## INFORMATION:
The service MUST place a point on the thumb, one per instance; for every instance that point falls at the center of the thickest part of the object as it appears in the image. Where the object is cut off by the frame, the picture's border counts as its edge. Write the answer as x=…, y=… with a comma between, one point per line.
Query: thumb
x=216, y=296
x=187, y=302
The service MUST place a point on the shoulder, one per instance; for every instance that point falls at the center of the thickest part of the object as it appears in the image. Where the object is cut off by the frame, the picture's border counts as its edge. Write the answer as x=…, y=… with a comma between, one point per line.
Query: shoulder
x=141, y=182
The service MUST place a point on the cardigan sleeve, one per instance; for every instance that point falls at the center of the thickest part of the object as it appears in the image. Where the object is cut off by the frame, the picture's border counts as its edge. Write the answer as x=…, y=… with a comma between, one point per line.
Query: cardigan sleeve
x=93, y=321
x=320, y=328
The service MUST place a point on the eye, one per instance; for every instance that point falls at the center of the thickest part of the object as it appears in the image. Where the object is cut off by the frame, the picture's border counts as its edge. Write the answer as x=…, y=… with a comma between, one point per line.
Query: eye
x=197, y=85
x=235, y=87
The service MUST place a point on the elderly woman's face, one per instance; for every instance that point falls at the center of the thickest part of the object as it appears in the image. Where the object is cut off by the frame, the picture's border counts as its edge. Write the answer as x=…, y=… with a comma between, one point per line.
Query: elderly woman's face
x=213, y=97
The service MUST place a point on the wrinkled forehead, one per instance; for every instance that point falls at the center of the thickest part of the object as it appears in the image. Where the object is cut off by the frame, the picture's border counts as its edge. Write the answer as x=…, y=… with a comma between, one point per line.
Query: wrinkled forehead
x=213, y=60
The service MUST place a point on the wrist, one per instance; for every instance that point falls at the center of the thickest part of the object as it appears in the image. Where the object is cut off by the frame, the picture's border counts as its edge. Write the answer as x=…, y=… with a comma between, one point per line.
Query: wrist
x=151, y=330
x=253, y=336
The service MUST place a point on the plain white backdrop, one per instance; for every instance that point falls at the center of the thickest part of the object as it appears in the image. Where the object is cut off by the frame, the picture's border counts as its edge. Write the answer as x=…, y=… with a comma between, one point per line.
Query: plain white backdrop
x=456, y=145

## TASK INSTRUCTIONS:
Write all of the records out again exactly.

## WRITTEN REPLY:
The service MUST place a point on the thumb, one per instance; for every instance that point falls at the center of the thickest part of the object as it appears in the image. Where the object is cut off by the frame, the picture's border counts as its edge. Write the answer as x=…, y=… with a comma between, one point per line.
Query: thumb
x=216, y=296
x=187, y=302
The service MUST place a point on the shoulder, one per instance; for every instance that point falls at the center of the thickest part of the object as it appears in the image. Where the object is cut off by the frame, the picture's border counts as its edge. Write the answer as x=…, y=… with a comma between, one point per line.
Query: shoulder
x=141, y=182
The service MUST place a point on the cardigan sleeve, one per instance; for every instance that point falls at the center of the thickest part of the object as it appears in the image. Where the object is cut off by the frame, the picture's border counts as its edge. Write the answer as x=…, y=… with a comma between, one point per line.
Query: cardigan sleeve
x=93, y=321
x=320, y=328
The service MUST place a point on the eye, one per instance; for every instance that point falls at the center of the thickest part of the object as it appears in the image. Where the object is cut off by the frame, the picture's border counts as its edge. Write the answer as x=…, y=… with a comma between, one point per line.
Query: eye
x=197, y=85
x=235, y=87
The service MUST place a point on the elderly woman's face, one per instance; for every instance that point falls at the center of the thickest part of the object as it appears in the image. Where the object is cut off by the frame, the picture's border counts as its edge. Write the answer as x=…, y=… with a comma between, one point per line.
Query: elderly woman's face
x=213, y=97
The service MUST place a point on the wrinkled forehead, one per instance; for every instance that point falls at the center of the thickest part of the object as it appears in the image. Where the object is cut off by the frame, the picture's border counts as its edge. Write the answer as x=…, y=… with a comma between, one point per line.
Query: wrinkled forehead
x=213, y=60
The service MUST place a point on the wrist, one per instance; for every instance that point falls at the center of the thickest part of the object as it appears in the image. Where the object is cut off by the frame, the picture's border counts as its edge. Write the answer as x=…, y=… with a comma between, one point per line.
Query: wrist
x=151, y=330
x=253, y=336
The service MUST place a point on the plain white backdrop, one per instance; for every instance that point falls at the center of the thickest part of the object as it appears in the image. Where the object is cut off by the frame, the picture's border counts as its edge. Write the answer as x=…, y=… with a comma between, one point per line.
Query: plain white backdrop
x=456, y=145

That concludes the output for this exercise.